(begin)

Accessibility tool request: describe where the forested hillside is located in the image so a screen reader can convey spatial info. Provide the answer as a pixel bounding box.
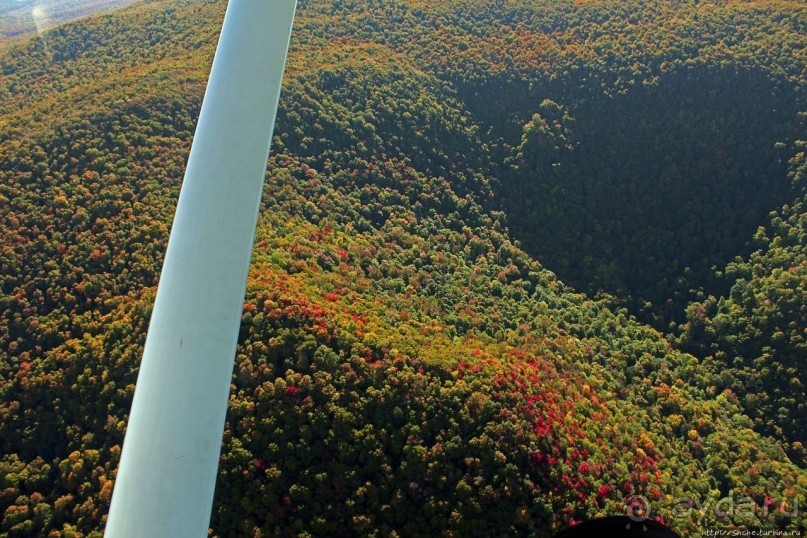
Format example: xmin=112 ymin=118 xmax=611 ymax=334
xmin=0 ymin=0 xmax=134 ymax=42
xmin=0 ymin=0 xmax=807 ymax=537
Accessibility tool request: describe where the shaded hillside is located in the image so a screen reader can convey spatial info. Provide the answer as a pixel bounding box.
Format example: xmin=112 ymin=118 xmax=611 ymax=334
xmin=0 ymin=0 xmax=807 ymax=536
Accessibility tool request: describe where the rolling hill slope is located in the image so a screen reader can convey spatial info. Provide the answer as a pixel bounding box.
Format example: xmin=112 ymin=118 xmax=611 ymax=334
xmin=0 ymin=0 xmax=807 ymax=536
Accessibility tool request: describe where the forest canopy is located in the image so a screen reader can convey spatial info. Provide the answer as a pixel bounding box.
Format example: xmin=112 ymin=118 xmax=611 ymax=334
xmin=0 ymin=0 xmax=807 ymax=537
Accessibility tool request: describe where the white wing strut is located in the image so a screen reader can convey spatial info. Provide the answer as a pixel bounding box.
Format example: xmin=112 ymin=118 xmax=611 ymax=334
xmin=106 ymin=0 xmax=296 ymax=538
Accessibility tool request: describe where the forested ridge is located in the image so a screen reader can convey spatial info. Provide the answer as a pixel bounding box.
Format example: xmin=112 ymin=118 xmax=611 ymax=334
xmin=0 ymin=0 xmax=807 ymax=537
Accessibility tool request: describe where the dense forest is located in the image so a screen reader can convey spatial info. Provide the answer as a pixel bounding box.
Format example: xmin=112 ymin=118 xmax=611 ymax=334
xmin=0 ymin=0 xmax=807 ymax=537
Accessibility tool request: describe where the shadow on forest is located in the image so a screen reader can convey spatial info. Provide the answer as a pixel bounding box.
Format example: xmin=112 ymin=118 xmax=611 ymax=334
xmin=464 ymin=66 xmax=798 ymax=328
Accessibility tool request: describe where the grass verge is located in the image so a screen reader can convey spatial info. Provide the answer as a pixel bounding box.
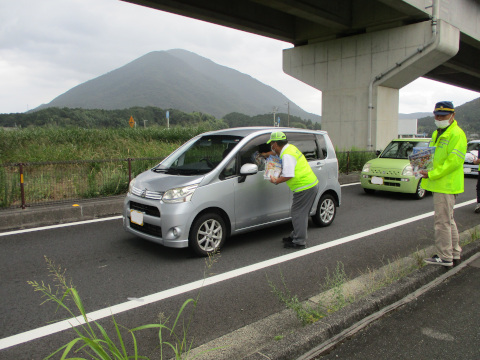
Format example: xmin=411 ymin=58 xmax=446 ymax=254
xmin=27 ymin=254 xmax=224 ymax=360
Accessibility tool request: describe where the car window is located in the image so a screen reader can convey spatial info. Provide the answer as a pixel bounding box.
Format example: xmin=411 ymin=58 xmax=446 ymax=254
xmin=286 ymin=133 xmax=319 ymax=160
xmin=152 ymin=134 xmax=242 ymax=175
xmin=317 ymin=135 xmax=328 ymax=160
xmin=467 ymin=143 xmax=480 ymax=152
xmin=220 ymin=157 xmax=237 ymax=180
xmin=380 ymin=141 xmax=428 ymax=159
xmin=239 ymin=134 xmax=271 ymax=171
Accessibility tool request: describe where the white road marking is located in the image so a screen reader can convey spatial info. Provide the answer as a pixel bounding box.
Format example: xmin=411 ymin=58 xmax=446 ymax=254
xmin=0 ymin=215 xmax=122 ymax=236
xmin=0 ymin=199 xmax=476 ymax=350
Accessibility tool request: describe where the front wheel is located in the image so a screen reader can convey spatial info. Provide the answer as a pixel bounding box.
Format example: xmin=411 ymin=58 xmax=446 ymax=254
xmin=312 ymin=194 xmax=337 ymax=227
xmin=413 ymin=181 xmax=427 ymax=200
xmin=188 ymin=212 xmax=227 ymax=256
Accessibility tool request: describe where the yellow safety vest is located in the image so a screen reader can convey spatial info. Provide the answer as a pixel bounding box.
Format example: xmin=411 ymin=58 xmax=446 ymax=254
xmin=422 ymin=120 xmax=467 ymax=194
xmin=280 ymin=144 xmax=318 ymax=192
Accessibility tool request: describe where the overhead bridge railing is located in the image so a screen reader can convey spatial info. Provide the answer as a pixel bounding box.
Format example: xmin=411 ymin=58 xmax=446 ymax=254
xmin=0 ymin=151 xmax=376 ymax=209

(end)

CHALLENGE = Lay out as a numbered list every line from the one containing "Accessibility tool request: describe where the white road" through the last line of the records, both included, leaving out any blank lines.

IN RESPONSE =
1. Accessibility tool request: describe where the white road marking is located in the image so a screen reader can convey spatial info. Provide the answer as a pixel bounding box.
2. Format example: xmin=411 ymin=58 xmax=446 ymax=254
3. xmin=0 ymin=215 xmax=122 ymax=236
4. xmin=0 ymin=199 xmax=476 ymax=350
5. Accessibility tool request: describe where the front wheel is located in the image so a screen reader can convey spatial info. Provide the answer as a pixel bounding box.
6. Format example: xmin=411 ymin=58 xmax=446 ymax=254
7. xmin=312 ymin=194 xmax=337 ymax=227
8. xmin=413 ymin=181 xmax=427 ymax=200
9. xmin=188 ymin=212 xmax=227 ymax=256
10. Accessibility tool request: describe where the yellow safety vest is located in the image so a screen reader can convey spatial info. Provide the answer as a pixel bounding box.
11. Format example: xmin=411 ymin=58 xmax=446 ymax=254
12. xmin=422 ymin=120 xmax=467 ymax=194
13. xmin=280 ymin=144 xmax=318 ymax=192
14. Accessibility tool request: describe where the overhead bridge railing is located in the image so a screen reader can convey spatial info. Provide the answer as a pixel bounding box.
15. Format example: xmin=411 ymin=58 xmax=446 ymax=254
16. xmin=0 ymin=151 xmax=376 ymax=209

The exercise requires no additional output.